## [PROVIDED TEXT]
Time-distance helioseismology is a powerful method to study the interior of the Sun by computing travel time of individual acoustic wave packets as they travel through the Sun between two spatially separated locations on its surface. I have contributed to the theoretical development of this field.
Helioseismic tomography is a form of the tomographic techniques adapted to image the interior of the Sun. The important adaptation is the computation of travel time through time-distance helioseismology. Though the technique has a long history in various other fields its adaptation in studying the solar interior has difficulties. I have contributed in the aspects of its adaptation and improvement.

## [EXERCISE REQUIREMENTS]
A) Reproduce word for word everything in the helioseismology text from "Helioseismic tomography is" down to "adaptation and improvement.".
B) Do these statements agree with the helioseismology text? Answer yes or no for each, quoting the deciding words. (i) Time-distance helioseismology computes the travel time of acoustic wave packets between two separated locations on the Sun's surface. (ii) Helioseismic tomography is a new technique with no history in other fields. (iii) The important adaptation in helioseismic tomography is computing travel time through time-distance helioseismology.
C) According to the helioseismology text, what is helioseismic tomography adapted to image?
Rely on the helioseismology text alone.

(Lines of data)
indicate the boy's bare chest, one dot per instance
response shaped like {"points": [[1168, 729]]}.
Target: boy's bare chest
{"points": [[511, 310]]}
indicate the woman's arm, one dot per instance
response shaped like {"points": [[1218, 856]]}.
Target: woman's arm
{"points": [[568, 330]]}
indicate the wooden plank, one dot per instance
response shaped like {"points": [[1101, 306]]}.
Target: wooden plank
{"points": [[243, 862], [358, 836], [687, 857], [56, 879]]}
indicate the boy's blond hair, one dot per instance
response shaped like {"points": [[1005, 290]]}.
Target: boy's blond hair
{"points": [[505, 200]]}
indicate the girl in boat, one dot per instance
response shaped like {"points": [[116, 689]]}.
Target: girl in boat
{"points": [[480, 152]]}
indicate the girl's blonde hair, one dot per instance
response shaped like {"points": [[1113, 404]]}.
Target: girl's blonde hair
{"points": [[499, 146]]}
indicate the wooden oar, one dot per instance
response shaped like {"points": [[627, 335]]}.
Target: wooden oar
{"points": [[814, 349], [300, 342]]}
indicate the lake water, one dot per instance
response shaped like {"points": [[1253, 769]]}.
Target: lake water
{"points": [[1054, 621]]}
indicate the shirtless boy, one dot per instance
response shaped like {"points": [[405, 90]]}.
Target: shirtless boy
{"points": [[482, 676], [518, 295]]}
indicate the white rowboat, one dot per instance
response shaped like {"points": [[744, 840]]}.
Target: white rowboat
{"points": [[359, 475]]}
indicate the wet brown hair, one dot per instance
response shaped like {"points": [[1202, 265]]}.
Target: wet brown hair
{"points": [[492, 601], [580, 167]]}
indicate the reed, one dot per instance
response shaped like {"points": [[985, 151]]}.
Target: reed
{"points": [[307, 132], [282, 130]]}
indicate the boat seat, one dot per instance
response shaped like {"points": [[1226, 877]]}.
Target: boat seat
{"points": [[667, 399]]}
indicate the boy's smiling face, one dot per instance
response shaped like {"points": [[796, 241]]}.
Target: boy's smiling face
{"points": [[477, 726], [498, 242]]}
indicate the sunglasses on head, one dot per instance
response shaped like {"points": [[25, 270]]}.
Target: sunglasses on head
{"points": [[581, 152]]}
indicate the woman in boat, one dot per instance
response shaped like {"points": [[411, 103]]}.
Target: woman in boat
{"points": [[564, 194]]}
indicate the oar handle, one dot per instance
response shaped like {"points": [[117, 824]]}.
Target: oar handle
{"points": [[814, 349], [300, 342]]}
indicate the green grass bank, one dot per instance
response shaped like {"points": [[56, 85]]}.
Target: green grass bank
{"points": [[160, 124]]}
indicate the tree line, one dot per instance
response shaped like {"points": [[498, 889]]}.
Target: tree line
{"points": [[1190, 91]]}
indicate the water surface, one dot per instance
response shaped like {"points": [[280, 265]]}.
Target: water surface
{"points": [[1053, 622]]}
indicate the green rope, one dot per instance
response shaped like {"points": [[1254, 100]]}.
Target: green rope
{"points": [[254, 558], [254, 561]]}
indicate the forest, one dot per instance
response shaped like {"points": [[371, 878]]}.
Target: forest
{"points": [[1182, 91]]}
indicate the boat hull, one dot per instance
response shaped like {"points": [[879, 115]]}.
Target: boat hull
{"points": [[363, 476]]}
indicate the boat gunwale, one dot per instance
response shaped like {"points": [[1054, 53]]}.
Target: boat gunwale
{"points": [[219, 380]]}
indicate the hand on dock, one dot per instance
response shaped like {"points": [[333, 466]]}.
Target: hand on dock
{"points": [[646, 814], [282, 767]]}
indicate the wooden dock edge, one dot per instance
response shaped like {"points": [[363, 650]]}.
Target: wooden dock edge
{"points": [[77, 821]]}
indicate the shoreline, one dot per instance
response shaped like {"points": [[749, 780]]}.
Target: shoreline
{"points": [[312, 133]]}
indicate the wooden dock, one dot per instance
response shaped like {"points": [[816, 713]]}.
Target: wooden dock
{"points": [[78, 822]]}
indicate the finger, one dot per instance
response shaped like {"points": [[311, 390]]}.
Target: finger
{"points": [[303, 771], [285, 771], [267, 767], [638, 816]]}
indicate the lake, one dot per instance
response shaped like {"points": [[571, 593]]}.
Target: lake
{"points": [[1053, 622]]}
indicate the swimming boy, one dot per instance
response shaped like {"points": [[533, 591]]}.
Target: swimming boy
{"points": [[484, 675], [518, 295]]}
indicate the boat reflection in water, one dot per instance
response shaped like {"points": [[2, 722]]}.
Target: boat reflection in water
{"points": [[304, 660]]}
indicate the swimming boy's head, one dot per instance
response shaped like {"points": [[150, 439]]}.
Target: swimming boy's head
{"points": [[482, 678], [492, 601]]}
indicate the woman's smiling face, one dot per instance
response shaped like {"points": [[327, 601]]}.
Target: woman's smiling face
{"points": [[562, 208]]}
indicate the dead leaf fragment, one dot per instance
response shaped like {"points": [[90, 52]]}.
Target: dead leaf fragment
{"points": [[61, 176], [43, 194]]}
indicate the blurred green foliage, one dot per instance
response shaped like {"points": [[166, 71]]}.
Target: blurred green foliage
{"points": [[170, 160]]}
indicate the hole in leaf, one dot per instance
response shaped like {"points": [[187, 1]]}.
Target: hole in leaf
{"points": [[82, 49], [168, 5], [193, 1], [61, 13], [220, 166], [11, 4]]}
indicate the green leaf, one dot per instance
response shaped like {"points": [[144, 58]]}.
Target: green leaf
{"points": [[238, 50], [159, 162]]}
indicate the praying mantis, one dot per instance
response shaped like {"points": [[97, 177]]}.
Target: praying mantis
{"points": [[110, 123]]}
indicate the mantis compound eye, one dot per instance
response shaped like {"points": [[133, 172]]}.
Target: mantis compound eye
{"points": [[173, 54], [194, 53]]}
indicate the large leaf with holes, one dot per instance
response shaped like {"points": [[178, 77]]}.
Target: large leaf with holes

## [ANSWERS TO THE EXERCISE]
A)
Helioseismic tomography is a form of the tomographic techniques adapted to image the interior of the Sun. The important adaptation is the computation of travel time through time-distance helioseismology. Though the technique has a long history in various other fields its adaptation in studying the solar interior has difficulties. I have contributed in the aspects of its adaptation and improvement.

B)
(i) Yes: "computing travel time of individual acoustic wave packets as they travel through the Sun between two spatially separated locations on its surface"
(ii) No: "Though the technique has a long history in various other fields"
(iii) Yes: "The important adaptation is the computation of travel time through time-distance helioseismology."

C) The interior of the Sun.